### [提供テキスト]

ビアトリクス・ポターは、自身の印税で湖水地方の土地や農場を次々と買い入れ、農場を貸して使わせる際「ハードウィック」を飼うことを条件とした。かくしてハードウィックの血筋と伝統は守られたのだ、とはガイドさまのお話。
日本語の案内がショーウィンドーに飾ってある。日本人、湖水地方に貢献度大、なんですね。
ナショナルトラストのお土産もの屋さんには
毛織物が置いてあった。ハードウィック羊から作られているのかしら。メイド・イン・湖水地方。
絶景ポイントにお連れしましょう。とバスは町を離れる。
雨もやみ、薄日が差してきます。
サプライズ・ビュー
ケズウィックにあるダーヴェント湖。湖の周囲は約5km、幅は約2.5km。湖の中央にあるセント・ハーバート島はビアトリクス・ポターの「りすのナトキンのおはなし」「ブラウンじいさまのふくろう島」のモデルになった島。
連れて行っていただいたのは「サプライズ・ビュー」。「あっと驚く」景色が眼下に広がるのです。
湖畔周辺の美しい山々とダーヴェント湖が一望でき、ケズウィックの北側にそびえるスキドー山やリトル・マンがくっきりと見える高名なビューポイント。
グラスミアでけっこうな雨だったので、景色、見えるかな~と心配だったんですが。
ちょうど雨も上がって、日没前の午後のひと時、時折薄日が差し、雲間から太陽の光が差し込む。
名前に恥じない、一生の思い出になる景色を見せていただきました!
アシュネス橋
道を引き返して、アシュネス橋で写真を撮ります。
ガイドさまいわく、「石造りの小さな橋は、他にもたくさんあるんです。アシュネス橋は山側から写真を撮ると流れ落ちる渓流とアシュネス橋、周りの木々、ダーヴェント湖と遠くにそびえる山のフルセットの写真が撮れるので、絵葉書やポスターにもなっていて、有名です。」とのお話でした。
ケズイック
帰りのヴァージン・トレインは19時過ぎ発で22時30分着予定。夕食をお買い求めください。とケズウィックに戻り、スーパーマーケットに連れて行っていただきました。
湖水地方の観光というと、日本人にはどうしてもロンドン側、ウィンダミア周辺が主となってしまうけれど、ケズウィックはアウトドアの起点として充実していて、観光客の集まる拠点で、とても人気がある。とはいえ、ロンドンの喧騒とはぜんぜん違う、静かな、のんびりした空気が漂う町。
ケズウィックからペンリス駅の車中、ガイドさまから紙ナプキンとプラスチックのスプーン・フォーク・ナイフを受け取り、帰りの車中夕ご飯の準備も万端です!

### [提供データ]
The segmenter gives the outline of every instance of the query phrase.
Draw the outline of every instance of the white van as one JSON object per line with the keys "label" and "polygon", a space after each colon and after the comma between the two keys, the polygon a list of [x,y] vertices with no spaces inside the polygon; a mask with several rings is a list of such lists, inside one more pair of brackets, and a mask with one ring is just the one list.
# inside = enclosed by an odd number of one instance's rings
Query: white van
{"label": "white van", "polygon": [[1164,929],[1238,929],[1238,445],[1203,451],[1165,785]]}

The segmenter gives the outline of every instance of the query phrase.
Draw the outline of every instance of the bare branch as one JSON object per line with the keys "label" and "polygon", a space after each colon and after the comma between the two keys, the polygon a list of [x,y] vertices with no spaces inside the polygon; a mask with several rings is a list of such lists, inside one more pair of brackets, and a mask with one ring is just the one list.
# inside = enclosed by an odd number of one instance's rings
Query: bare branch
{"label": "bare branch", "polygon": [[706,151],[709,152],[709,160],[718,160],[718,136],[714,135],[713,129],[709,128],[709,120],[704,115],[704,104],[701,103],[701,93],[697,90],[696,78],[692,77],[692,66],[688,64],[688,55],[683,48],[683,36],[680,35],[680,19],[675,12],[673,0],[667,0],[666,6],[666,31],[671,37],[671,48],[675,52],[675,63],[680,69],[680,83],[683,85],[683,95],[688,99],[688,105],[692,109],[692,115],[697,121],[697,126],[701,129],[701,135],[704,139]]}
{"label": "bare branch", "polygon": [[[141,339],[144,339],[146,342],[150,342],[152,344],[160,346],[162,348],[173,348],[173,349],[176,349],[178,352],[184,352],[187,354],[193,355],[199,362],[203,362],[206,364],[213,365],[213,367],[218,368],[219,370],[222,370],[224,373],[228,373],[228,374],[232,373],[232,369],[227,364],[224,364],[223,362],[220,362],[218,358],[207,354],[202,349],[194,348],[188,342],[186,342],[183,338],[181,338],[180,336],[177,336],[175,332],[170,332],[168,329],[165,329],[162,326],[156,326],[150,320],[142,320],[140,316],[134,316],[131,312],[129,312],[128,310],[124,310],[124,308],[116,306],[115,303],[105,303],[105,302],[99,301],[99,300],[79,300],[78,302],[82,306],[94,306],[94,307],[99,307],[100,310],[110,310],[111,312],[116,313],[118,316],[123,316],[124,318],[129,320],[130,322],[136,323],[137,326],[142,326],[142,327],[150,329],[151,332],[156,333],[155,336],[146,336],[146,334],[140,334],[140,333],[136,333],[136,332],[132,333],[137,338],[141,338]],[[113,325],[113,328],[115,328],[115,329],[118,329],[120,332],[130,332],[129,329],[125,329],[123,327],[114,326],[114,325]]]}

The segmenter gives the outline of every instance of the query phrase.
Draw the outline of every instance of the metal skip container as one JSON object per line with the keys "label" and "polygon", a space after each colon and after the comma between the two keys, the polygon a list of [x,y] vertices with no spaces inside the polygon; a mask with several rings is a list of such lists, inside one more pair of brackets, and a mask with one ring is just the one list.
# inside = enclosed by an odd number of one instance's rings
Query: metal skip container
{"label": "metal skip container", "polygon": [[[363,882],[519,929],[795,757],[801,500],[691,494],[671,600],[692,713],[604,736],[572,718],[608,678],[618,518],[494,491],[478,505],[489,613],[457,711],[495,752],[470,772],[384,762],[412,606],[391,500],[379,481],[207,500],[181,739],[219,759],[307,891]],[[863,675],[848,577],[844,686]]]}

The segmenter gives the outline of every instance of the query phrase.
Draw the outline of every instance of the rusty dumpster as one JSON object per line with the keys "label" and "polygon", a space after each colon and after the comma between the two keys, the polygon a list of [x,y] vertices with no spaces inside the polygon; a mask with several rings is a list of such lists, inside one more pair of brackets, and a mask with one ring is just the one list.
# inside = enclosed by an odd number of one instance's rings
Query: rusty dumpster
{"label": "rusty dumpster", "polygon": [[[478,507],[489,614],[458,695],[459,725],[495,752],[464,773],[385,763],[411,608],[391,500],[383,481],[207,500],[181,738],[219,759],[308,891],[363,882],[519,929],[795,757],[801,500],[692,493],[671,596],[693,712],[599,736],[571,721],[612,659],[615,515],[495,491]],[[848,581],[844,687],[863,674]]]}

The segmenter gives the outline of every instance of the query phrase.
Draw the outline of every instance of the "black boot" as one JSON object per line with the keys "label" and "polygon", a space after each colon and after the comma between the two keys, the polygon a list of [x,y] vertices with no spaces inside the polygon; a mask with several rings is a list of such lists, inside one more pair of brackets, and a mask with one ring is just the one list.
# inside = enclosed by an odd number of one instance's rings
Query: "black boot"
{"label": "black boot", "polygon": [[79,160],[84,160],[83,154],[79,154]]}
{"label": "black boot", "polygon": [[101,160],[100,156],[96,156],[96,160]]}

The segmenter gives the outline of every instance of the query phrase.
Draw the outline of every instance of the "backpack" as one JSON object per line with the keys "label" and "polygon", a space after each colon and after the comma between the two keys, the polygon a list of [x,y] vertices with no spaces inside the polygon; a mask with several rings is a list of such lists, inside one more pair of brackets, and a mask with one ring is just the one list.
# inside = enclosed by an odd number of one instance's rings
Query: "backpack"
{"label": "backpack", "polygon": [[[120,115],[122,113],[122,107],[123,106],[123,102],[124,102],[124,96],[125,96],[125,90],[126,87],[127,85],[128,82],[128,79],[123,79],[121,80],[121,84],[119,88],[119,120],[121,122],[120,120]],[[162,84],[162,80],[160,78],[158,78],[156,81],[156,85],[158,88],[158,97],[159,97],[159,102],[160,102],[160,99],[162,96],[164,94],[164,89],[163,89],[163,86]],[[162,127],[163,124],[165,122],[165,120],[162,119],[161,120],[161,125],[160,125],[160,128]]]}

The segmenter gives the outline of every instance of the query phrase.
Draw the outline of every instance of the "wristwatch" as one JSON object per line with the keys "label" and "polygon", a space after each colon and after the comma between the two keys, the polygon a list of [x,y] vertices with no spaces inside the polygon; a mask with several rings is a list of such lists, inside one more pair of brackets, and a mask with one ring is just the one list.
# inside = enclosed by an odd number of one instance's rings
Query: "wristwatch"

### [記述問題 1]
湖水地方の旅行記によると、ビアトリクス・ポターは農場を貸して使わせる際にどんな条件をつけましたか。
### [記述問題 2]
湖水地方の旅行記を、最後の文のあとから書き継いでください。
上のリストは、ここでの作業には使いません。

### [解答 1]
「ハードウィック」を飼うことを条件としました。

### [解答 2]
名残の湖水地方の車窓の景色を一生懸命眺めます。
ペンリス城
ペンリス駅に着いたのは列車の着く時間の30分以上前なので、駅のど! 真ん前にある廃墟のお城を見に行きます。
看板が立っているだけ。もちろん入場無料。案内の人などいない。
英国国家遺産のグレード1。14~15世紀にかけて作られたお城の跡です。
大きなお城だったんですねえ。今は赤レンガの一部が残るだけ。画像奥の木造部分は跡形もない。
時折、観光客が1人・2人。
地元の人は犬の散歩に来ていた女の子が1人だけ。(さすがに写真は撮らなかった)
「薔薇戦争」の。シェイクスピアの「リチャード3世」の。あの、リチャード3世が一時この地を治めていたのですね。
今はひっそり、たたずんでいます。インパクト強烈でした!
ペンリス駅
「今日は湖水地方を南から北まで、一筆書きで駆け抜けたツアーでしたね。」とのガイドさまにお礼とお別れをつげ、ぼつぼつたそがれはじめたペンリス駅からロンドンに戻るのです。
残ったのは、思い出と、写真と、往復の切符。
湖水地方の感想
涼しい
世界有数の避暑地なのですから当たり前ですが。
朝ロンドンをたち、昼にオクセンホルム駅に降りたとき、体感温度が2段階くらい違う。
9月中旬でしたが
ロンドンでは「スプリングコートを着て歩いているとちょっと暑い」
湖水地方では「スプリングコートを着て歩いていると若干寒いときもあり、ショールで調節。現地ガイドさんはしっかり薄手のアウトドア用ジャンパーだった。」
ただし地球温暖化の影響は湖水地方にも出てきており、酷暑のこの夏は気温が28度まで上昇し、大騒ぎだった。とのこと。最近徐々にホテルや公共施設、観光バスの冷房設置の必要性が増してきたところなので、真夏のお出かけの場合はツアー先に確認を取るか、覚悟して出かける。
空気がおいしい
もちろん、自然ゆたかなエリアだもの。ロンドンと全然違う。
山に木があまり茂っていない
日本だと、山岳地帯にはうっそうと木が繁っており、山なら山、丘なら丘の地形は樹木の樹影でマスキングされてしまうのですが、湖水地方も、部分的には日本の山道みたいに両脇に樹木…みたいな場所もあるのですが、基本的には地形そのままが見て取れる。
風が強いのかしら、土質かしら、雨が少ないのかしら、湿気が足りないのかしら。全部羊のために牧草地にしちゃってるのかしら。
フットパスについて
イギリスでは自然の中の遊歩道・山歩き、トレッキングロードを「フットパス」と言いまして、見渡す限りの大自然の中、山から谷へ、また牧場から牧場へと歩いて行くルートが整備されている。最近は高性能の自転車で全身専用ウェアで固め、ヘルメット付きでイギリスを回る人も増えてきたため、自転車専用ルートも新たに整備されてきている。
日本だと、山歩きというと、登山・ハイキングとか、山菜とりなんかが思い浮かぶ。
そして素朴に
- 熊に襲われたりしないのか
- 蛇に襲われたりしないのか
- 蜂に襲われたりしないのか
- 悪い虫に刺されたりしないのか
と思う。
昔だったら
- 追いはぎや山賊に襲われたりしないのか
などのリスクも加わりますね。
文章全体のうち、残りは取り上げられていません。